**PROMPT:**
Below is a block of records; reproduce all of them exactly and leave out any pictures.

**ENTRIES PROVIDED:**

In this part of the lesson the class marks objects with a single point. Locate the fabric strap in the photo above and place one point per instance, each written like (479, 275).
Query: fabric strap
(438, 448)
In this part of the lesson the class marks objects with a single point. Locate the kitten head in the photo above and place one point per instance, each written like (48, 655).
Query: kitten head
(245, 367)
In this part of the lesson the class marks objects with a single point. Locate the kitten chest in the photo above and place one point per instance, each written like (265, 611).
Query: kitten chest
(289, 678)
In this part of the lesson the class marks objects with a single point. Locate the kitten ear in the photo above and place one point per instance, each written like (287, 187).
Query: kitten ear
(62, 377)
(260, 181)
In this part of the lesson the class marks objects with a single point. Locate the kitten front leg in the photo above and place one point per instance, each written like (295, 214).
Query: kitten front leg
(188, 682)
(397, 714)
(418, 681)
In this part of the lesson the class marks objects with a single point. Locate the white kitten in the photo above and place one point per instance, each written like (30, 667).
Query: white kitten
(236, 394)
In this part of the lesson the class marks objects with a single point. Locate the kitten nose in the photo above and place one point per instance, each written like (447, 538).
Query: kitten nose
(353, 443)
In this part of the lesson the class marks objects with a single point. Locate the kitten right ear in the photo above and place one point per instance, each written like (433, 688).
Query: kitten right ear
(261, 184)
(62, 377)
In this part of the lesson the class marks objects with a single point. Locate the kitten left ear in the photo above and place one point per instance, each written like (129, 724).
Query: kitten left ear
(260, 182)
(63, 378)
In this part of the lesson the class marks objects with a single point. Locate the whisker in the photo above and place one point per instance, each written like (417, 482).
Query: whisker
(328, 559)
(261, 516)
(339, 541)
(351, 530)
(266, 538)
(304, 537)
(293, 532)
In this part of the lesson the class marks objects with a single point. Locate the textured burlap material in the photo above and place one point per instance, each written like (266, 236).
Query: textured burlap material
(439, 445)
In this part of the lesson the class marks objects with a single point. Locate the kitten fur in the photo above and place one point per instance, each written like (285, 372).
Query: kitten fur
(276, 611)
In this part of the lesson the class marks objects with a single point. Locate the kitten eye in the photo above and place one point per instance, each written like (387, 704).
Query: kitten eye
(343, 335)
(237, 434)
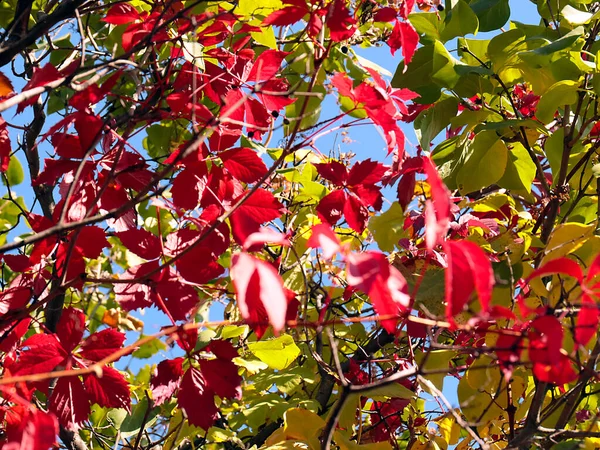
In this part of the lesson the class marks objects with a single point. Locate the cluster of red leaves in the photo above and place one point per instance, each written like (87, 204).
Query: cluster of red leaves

**RESPONSE FOR THIS EXERCISE:**
In this part of the lesson the class marks objects with a single point. Locate the fabric strap in the photo above and place one point per instance, each written like (479, 275).
Query: fabric strap
(438, 448)
In this part of the lesson the class marks objects with a single point. Locate the kitten head in the photo above and place one point per instance, each written like (48, 655).
Query: kitten head
(245, 367)
In this part of the lesson the class marks objects with a single point. Locate the kitten chest in the photo above and place one point per instance, each written like (265, 611).
Query: kitten chest
(289, 678)
In this part of the lesson the class marks objects with a single point. Locate the kitten ear in the photo above and place one point per instance, each written like (287, 187).
Query: kitten ear
(62, 377)
(260, 181)
In this part of the lesson the class marks objects with a single point. Locate the kitten front leg in the photo above and place one point per instance, each written like (295, 214).
Query: kitten front leg
(188, 682)
(397, 714)
(418, 681)
In this part of the lesson the class marks objects with a single point. Locate the white kitten in the photo above and place one point per instance, each written like (30, 667).
Query: white kitten
(236, 394)
In this part of the lesson the class marks objects with a single point. Locate the kitten nose in the photo above and place one point per instance, each written like (447, 538).
Query: kitten nose
(353, 443)
In this part of the lesson the class marks objects with a single point. Locate the kitten right ear in the photo above and place one point per instance, each written like (433, 688).
Query: kitten right ear
(261, 184)
(62, 377)
In this part of the lesson the class marks objects with a single point. Locate the kitten left ear in the photo above and place one point per instance, each written like (129, 724).
Query: kitten left ear
(260, 182)
(63, 378)
In this part of the lesson the class marks objects with a single point. Locate the whisker in the photo above and place one point per instance, each written like (417, 482).
Query: whisker
(328, 559)
(261, 516)
(339, 541)
(351, 530)
(266, 538)
(304, 537)
(293, 532)
In this part of the lesson the class marks objects with a single point. Locate the textured burlap material in the photo above and place one point per instance, each written like (266, 236).
Query: textured burlap material
(439, 445)
In this part of the lesson the class marks objects with a single point. Locate the kitten fur in the photo above and place one point per instance, each written like (285, 372).
Query: kitten fur
(276, 611)
In this part of the lesson the class marks objects with a single point. Locate the kitten eye in the photo above and place one point per instance, each written like (387, 704).
Query: kitten eye
(343, 335)
(237, 434)
In this part of the lesson the class marks objects with a single point. Locate the cluster of red leaves in the photo above and place one point per instance, each written like (87, 204).
Query: cluster of red leaves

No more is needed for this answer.